# ABOUT THIS EXERCISE
From the listing below, copy out every line where the word "coords" appears.

# DATASET CONTENT
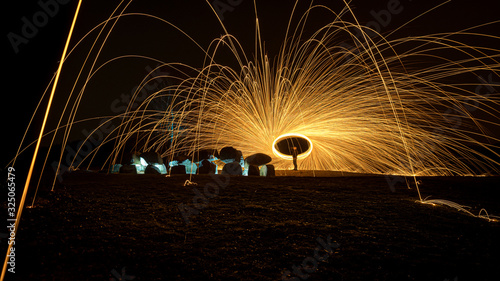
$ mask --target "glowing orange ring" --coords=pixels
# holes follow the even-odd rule
[[[278,156],[278,157],[280,157],[282,159],[285,159],[285,160],[293,160],[292,155],[283,154],[283,153],[279,152],[276,149],[276,143],[278,143],[282,139],[290,138],[290,137],[302,138],[302,139],[307,140],[307,142],[309,143],[309,149],[307,149],[305,152],[302,152],[301,154],[297,155],[297,159],[304,159],[307,156],[309,156],[309,154],[311,154],[312,149],[313,149],[313,143],[312,143],[312,141],[308,137],[306,137],[306,136],[304,136],[302,134],[288,133],[288,134],[281,135],[281,136],[277,137],[274,140],[274,142],[273,142],[273,153],[274,153],[274,155],[276,155],[276,156]]]

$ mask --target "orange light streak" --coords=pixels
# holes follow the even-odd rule
[[[59,81],[59,76],[61,74],[62,65],[63,65],[64,59],[66,57],[66,52],[68,50],[69,42],[71,40],[71,34],[73,33],[73,29],[75,27],[76,19],[78,17],[78,12],[80,11],[81,4],[82,4],[82,0],[79,0],[78,1],[78,6],[76,8],[75,16],[73,17],[73,22],[71,23],[71,28],[69,30],[68,38],[66,39],[66,44],[64,45],[64,50],[63,50],[63,53],[62,53],[62,56],[61,56],[61,60],[59,61],[59,67],[57,69],[57,74],[56,74],[56,77],[55,77],[55,80],[54,80],[54,84],[52,86],[52,91],[50,93],[49,102],[47,104],[47,110],[45,111],[45,116],[43,118],[42,127],[40,129],[40,134],[38,136],[38,141],[36,143],[35,152],[33,153],[33,158],[31,160],[30,168],[29,168],[29,171],[28,171],[28,176],[26,177],[26,183],[24,185],[23,195],[21,197],[21,202],[19,203],[19,208],[18,208],[18,211],[17,211],[16,221],[15,221],[15,227],[14,227],[14,235],[17,234],[17,230],[19,228],[19,222],[21,221],[21,215],[23,213],[24,202],[26,201],[26,195],[28,194],[28,187],[30,185],[31,176],[33,175],[33,169],[35,167],[36,157],[38,155],[38,150],[40,148],[40,143],[41,143],[42,138],[43,138],[43,134],[44,134],[44,130],[45,130],[45,125],[47,124],[47,119],[48,119],[48,116],[49,116],[50,107],[52,105],[52,100],[54,99],[54,94],[56,92],[57,82]],[[7,254],[5,256],[5,262],[3,264],[2,276],[0,278],[1,281],[3,281],[4,278],[5,278],[5,273],[7,271],[7,263],[9,261],[9,254],[10,254],[10,252],[11,252],[11,247],[9,245],[9,247],[7,247]]]

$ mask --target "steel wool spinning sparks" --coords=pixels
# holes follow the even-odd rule
[[[126,14],[125,9],[87,36],[123,17],[167,22],[147,14]],[[333,21],[306,36],[307,19],[317,9],[331,13]],[[354,20],[343,20],[347,15]],[[499,40],[498,36],[470,28],[390,40],[361,26],[347,3],[340,13],[311,6],[297,24],[292,18],[274,58],[264,48],[257,14],[251,59],[227,32],[208,48],[183,33],[202,49],[204,67],[162,63],[157,69],[181,74],[165,75],[174,82],[138,103],[141,91],[154,82],[146,76],[127,111],[108,119],[107,123],[121,120],[121,124],[102,142],[115,143],[105,165],[119,163],[133,143],[132,150],[157,151],[167,159],[232,146],[243,155],[265,153],[277,169],[290,169],[291,156],[278,143],[293,138],[302,140],[298,159],[306,170],[419,176],[499,172],[495,145],[499,140],[485,129],[499,124],[498,96],[474,89],[496,89],[493,80],[499,76],[500,54],[459,41]],[[221,56],[231,56],[236,65],[219,64]],[[104,66],[128,57],[93,66],[85,85]],[[493,79],[484,79],[485,74]],[[54,137],[64,129],[66,142],[71,127],[85,121],[75,120],[84,92],[85,87],[66,124],[61,115],[59,127],[50,132]],[[159,102],[165,107],[154,106]],[[85,160],[102,152],[101,147]]]
[[[297,155],[297,159],[304,159],[307,156],[309,156],[309,154],[311,154],[311,151],[313,150],[313,144],[312,144],[311,140],[304,135],[290,133],[290,134],[281,135],[274,140],[273,146],[272,146],[274,155],[276,155],[282,159],[285,159],[285,160],[292,160],[292,156],[290,155],[290,153],[285,153],[284,151],[280,150],[278,147],[278,144],[280,142],[282,142],[283,140],[286,141],[288,138],[299,138],[299,139],[305,140],[307,142],[307,144],[304,146],[304,148],[301,149],[300,153]],[[299,145],[299,148],[300,147],[301,146]]]
[[[289,27],[292,35],[274,60],[262,45],[250,61],[232,36],[215,40],[206,52],[209,63],[193,78],[127,112],[116,155],[140,136],[140,150],[164,156],[234,146],[244,155],[272,155],[278,169],[288,169],[291,157],[275,145],[297,136],[309,144],[299,155],[301,169],[422,176],[498,172],[498,162],[477,150],[494,153],[489,142],[498,140],[481,125],[495,121],[471,114],[497,118],[498,97],[449,82],[481,71],[496,75],[498,51],[459,43],[451,34],[357,38],[352,31],[366,28],[340,17],[310,38],[301,37],[301,28]],[[214,62],[223,48],[240,62],[238,68]],[[430,58],[437,63],[419,64]],[[159,98],[171,100],[168,109],[150,110],[148,104]],[[457,119],[460,126],[453,124]]]

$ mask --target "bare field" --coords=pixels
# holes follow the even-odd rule
[[[68,174],[24,210],[16,273],[6,280],[500,276],[499,222],[416,203],[400,178],[194,176],[197,185],[183,186],[186,179]],[[500,214],[498,177],[421,181],[423,197]]]

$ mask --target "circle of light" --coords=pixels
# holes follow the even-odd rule
[[[307,142],[309,143],[309,149],[307,149],[305,152],[297,155],[297,159],[304,159],[306,158],[307,156],[309,156],[309,154],[311,154],[312,152],[312,149],[313,149],[313,143],[311,141],[311,139],[309,139],[308,137],[304,136],[303,134],[297,134],[297,133],[288,133],[288,134],[283,134],[279,137],[277,137],[274,142],[273,142],[273,153],[274,155],[282,158],[282,159],[285,159],[285,160],[293,160],[293,157],[291,155],[286,155],[286,154],[283,154],[281,152],[279,152],[277,149],[276,149],[276,143],[278,143],[279,141],[281,141],[282,139],[285,139],[285,138],[290,138],[290,137],[297,137],[297,138],[302,138],[302,139],[305,139],[307,140]]]

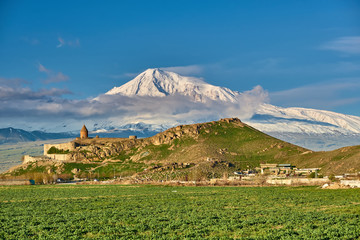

# RESPONSE
$ mask --target "glowing orange ring" --coords=pixels
$ mask --target "orange light streak" --coords=pixels
$ mask --target "steel wool spinning sparks" --coords=pixels
$ mask --target "bare field" --coords=pixels
$ mask --target "circle of light" --coords=pixels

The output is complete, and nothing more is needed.